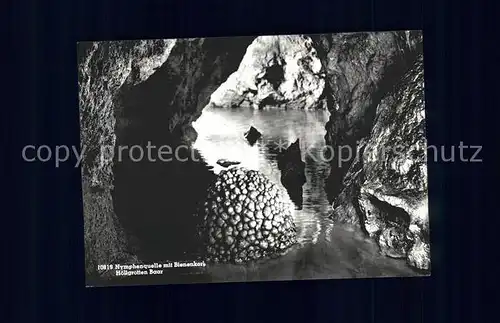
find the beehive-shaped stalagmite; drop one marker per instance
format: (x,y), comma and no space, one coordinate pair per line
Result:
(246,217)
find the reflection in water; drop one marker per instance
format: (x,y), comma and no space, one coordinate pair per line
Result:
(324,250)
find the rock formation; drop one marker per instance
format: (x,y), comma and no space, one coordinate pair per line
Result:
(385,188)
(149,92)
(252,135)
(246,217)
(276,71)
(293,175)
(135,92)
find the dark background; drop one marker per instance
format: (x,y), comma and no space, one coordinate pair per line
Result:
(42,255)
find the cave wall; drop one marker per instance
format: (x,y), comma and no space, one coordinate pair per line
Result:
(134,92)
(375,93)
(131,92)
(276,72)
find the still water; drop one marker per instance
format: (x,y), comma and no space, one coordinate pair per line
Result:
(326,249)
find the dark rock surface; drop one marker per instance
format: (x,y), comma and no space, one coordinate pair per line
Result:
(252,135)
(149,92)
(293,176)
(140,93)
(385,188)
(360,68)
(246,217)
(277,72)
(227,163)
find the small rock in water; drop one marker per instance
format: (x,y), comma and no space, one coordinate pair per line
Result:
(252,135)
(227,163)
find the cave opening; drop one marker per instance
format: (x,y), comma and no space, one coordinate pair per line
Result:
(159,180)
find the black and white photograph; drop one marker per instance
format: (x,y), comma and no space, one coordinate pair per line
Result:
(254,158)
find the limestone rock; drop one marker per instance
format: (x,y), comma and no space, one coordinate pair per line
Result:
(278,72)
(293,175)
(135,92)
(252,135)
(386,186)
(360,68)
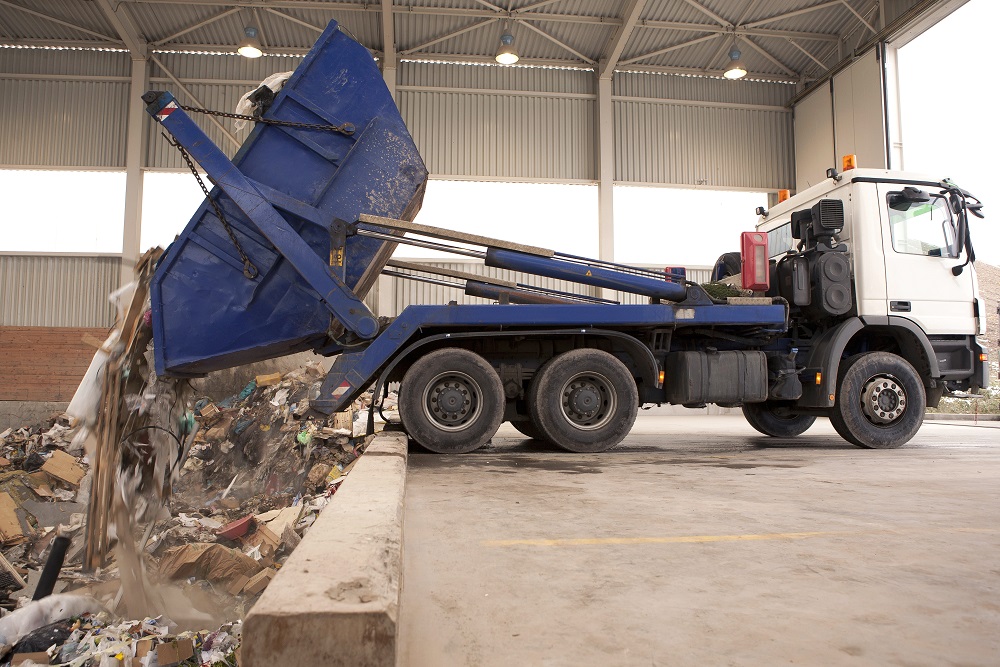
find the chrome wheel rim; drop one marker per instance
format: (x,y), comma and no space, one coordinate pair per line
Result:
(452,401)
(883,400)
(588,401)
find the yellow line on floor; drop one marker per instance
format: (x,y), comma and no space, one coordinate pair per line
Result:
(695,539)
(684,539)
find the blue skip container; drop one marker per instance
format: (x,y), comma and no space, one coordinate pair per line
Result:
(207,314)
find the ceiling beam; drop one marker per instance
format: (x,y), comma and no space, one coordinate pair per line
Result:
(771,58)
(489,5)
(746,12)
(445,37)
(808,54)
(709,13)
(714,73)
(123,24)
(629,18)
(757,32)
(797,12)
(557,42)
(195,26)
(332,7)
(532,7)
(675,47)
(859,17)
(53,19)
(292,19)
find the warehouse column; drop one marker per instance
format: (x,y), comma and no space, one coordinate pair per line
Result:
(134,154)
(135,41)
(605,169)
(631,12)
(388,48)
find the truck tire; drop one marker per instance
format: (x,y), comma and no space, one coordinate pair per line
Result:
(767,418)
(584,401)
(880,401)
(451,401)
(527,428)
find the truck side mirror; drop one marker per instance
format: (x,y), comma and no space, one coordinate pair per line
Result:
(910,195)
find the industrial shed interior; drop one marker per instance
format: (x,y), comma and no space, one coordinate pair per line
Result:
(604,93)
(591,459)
★ ★ ★ ★ ★ ★ ★
Given request →
Print exactly the lines above, starting at the line that contains "find the warehouse" and ending with the last line of the records, both included.

Answer →
find the warehouse column; drop one marker per instance
format: (x,y), comma and no space, one coordinate pair per line
Result:
(134,154)
(135,41)
(605,169)
(631,12)
(388,48)
find the truck tire; drop one marker per instance
format: (x,y), comma and no space, one coordinate pair per line
Result:
(767,418)
(584,401)
(880,401)
(451,401)
(527,428)
find the truck side mirror; drop one marker per instance
format: (x,y), comma and no space, one coordinate pair per line
Result:
(910,195)
find the industrial shed interior; drop one marker per instance
format: (x,y), comma and no space, one coordinate pair per line
Result:
(604,93)
(591,459)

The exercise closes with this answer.